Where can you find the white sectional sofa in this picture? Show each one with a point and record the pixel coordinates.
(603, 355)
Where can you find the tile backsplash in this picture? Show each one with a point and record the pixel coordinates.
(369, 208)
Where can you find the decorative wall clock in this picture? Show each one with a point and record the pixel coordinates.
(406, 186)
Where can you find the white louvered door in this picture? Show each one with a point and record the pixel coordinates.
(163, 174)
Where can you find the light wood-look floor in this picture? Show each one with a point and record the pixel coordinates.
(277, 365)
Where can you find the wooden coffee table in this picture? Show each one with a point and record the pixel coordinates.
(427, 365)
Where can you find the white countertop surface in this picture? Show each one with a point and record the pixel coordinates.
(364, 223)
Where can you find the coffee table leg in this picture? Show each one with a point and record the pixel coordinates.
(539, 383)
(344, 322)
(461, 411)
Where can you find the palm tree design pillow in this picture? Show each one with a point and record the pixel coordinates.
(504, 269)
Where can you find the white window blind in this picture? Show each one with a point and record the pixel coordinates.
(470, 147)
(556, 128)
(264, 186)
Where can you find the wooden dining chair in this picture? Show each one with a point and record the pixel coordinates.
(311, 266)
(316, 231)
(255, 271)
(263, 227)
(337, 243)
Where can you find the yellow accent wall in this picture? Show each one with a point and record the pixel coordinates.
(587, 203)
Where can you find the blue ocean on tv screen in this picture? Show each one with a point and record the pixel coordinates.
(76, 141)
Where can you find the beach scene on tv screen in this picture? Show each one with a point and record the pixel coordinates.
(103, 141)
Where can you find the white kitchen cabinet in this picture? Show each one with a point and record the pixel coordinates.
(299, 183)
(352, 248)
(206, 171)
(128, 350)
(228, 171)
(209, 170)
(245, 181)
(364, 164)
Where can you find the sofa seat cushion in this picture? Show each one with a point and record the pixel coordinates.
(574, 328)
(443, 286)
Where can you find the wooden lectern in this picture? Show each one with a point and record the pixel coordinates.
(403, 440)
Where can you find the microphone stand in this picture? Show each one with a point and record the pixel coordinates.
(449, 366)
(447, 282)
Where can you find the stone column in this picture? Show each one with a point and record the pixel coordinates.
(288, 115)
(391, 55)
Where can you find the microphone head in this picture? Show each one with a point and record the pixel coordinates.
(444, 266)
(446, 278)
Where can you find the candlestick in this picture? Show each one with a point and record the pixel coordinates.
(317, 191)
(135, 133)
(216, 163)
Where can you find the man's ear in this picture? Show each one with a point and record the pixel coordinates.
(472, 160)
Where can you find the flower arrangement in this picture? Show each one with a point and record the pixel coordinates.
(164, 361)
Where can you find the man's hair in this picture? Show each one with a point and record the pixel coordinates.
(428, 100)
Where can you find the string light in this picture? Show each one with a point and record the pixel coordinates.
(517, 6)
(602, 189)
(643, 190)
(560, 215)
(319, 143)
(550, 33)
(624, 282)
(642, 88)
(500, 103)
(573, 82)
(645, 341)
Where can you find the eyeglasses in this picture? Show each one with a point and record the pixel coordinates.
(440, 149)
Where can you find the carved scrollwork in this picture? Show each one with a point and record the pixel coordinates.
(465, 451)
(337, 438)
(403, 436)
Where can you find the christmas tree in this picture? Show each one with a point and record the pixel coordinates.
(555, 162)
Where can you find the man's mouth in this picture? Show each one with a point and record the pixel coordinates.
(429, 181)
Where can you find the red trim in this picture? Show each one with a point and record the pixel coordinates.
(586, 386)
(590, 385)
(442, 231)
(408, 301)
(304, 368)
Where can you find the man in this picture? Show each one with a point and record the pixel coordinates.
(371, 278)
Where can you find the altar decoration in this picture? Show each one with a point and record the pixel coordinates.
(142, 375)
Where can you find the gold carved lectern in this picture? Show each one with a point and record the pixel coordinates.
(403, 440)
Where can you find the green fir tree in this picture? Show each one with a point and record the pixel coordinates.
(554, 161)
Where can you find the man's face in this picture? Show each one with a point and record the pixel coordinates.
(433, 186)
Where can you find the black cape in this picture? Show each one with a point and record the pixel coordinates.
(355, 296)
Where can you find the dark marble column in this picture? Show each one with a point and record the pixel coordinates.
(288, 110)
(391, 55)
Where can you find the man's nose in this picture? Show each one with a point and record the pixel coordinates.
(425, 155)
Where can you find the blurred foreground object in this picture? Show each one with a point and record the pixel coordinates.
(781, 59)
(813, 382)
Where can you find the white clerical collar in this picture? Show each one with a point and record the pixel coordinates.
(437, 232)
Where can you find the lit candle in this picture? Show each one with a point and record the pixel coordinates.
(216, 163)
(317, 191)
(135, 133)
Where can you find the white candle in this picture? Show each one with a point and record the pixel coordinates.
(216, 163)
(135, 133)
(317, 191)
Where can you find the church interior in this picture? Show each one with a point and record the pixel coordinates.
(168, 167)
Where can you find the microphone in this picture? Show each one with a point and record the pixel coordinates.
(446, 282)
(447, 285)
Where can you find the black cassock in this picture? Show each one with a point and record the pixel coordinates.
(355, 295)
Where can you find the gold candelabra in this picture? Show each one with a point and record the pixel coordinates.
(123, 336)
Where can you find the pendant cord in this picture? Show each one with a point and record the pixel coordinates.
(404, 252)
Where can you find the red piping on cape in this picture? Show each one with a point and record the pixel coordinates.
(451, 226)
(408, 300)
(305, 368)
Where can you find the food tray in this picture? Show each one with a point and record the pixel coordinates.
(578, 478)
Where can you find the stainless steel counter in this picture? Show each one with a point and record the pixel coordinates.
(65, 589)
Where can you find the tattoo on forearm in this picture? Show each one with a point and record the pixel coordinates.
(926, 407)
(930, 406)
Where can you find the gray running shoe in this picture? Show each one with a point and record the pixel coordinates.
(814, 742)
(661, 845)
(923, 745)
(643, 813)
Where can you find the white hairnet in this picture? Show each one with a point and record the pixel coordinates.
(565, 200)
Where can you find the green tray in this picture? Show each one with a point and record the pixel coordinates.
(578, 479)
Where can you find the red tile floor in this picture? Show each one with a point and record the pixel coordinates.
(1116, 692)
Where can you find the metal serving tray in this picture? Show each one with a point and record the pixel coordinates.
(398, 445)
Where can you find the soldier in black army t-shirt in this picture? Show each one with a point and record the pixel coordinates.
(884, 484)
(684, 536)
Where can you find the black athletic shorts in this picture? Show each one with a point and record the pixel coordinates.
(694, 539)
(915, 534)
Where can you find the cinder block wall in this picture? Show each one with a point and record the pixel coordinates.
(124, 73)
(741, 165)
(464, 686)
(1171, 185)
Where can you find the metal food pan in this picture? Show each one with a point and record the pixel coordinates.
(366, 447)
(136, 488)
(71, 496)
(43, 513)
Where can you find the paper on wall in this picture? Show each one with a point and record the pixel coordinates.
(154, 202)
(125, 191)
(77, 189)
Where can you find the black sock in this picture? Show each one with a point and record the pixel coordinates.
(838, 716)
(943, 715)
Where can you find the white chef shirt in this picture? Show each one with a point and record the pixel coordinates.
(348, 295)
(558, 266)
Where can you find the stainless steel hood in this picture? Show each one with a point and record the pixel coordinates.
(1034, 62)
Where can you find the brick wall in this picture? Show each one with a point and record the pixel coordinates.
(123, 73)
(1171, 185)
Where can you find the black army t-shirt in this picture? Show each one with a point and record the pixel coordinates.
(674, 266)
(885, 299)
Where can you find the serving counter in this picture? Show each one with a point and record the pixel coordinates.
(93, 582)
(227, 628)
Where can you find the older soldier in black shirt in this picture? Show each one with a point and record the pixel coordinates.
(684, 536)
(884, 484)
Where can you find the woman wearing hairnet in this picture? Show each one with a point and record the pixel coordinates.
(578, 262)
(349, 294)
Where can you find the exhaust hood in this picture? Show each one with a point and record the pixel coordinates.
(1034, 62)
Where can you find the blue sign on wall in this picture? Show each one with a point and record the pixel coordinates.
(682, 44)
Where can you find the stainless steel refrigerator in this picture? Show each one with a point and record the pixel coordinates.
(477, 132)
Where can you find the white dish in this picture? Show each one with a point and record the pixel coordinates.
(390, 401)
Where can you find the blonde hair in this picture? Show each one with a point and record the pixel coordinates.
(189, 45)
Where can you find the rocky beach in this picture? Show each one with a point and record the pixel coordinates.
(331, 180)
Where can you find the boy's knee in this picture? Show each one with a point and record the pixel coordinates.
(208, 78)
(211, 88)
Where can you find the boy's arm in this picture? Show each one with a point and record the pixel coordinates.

GIVEN REQUEST: Convert the lines of the records into a Markdown table with the columns Row and Entry, starting with the line that contains "Where can you find the white dish" and continuing through the end of the records. Number each line in Row, put the line itself in Entry, and omit blank lines.

ANSWER TO THE PROBLEM:
| Row | Entry |
|---|---|
| 1 | Where can you find the white dish in this picture? Show each one with a point and record the pixel coordinates. |
| 2 | (390, 401) |
| 3 | Where can you find the blonde hair in this picture? Show each one with a point and record the pixel coordinates. |
| 4 | (189, 45) |
| 5 | Where can you find the rocky beach in this picture? Show each one with a point and record the pixel coordinates. |
| 6 | (331, 180) |
| 7 | Where can you find the boy's knee in this picture? Show each one with a point and record the pixel coordinates. |
| 8 | (208, 78) |
| 9 | (211, 88) |
| 10 | Where can you find the boy's arm in this picture? Show each one with a point and record the pixel coordinates. |